RECORDS TO USE:
#####
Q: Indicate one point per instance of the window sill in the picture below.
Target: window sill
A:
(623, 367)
#####
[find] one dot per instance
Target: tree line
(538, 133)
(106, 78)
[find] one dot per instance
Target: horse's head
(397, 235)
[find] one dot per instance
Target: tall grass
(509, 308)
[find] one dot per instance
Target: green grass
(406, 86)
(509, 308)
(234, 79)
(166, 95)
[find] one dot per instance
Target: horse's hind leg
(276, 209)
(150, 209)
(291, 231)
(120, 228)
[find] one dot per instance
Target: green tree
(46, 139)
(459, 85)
#####
EXERCISE AIM:
The answer must be every line of the records that contains the word "window".

RESULT OF THIS EXERCISE:
Q: Indicate one point per instance of the window sill in the picture below.
Target: window sill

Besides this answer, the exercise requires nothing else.